■ **SHORT PROBLEM**: Count how many lines of the records below contain the string "shirt", matching case exactly, and reply with only the number.

Items stored from a collection:
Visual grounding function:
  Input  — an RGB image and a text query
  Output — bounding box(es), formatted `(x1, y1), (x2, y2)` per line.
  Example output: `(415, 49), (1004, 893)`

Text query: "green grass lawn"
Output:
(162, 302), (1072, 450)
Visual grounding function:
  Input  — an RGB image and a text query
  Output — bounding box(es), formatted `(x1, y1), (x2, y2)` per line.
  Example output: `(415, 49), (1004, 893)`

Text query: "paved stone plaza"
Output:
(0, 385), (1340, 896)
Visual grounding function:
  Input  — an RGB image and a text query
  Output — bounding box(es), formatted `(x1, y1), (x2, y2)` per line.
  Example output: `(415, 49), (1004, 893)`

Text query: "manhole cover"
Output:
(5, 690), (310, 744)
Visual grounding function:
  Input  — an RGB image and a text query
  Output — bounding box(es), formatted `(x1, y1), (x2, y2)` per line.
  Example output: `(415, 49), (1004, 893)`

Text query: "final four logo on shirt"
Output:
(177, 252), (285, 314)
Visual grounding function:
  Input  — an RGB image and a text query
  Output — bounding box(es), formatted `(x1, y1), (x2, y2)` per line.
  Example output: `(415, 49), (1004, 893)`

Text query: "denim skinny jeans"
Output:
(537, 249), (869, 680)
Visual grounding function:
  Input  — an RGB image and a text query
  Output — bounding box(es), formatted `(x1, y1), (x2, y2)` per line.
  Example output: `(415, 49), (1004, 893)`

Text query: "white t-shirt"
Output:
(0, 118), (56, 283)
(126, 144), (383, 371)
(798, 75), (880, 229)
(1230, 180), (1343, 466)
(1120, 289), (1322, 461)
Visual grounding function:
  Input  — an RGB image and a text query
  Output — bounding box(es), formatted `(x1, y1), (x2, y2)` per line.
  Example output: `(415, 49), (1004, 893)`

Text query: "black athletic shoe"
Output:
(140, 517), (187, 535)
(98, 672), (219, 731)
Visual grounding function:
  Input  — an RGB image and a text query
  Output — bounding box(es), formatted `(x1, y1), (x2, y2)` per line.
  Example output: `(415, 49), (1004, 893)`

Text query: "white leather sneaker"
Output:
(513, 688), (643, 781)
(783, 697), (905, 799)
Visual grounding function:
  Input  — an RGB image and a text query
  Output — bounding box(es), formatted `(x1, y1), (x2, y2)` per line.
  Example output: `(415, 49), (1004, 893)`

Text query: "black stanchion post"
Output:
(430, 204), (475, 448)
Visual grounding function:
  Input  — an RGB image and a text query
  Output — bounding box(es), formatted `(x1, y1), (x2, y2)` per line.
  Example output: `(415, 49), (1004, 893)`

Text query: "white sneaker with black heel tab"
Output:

■ **EXPECTED ANSWER**: 2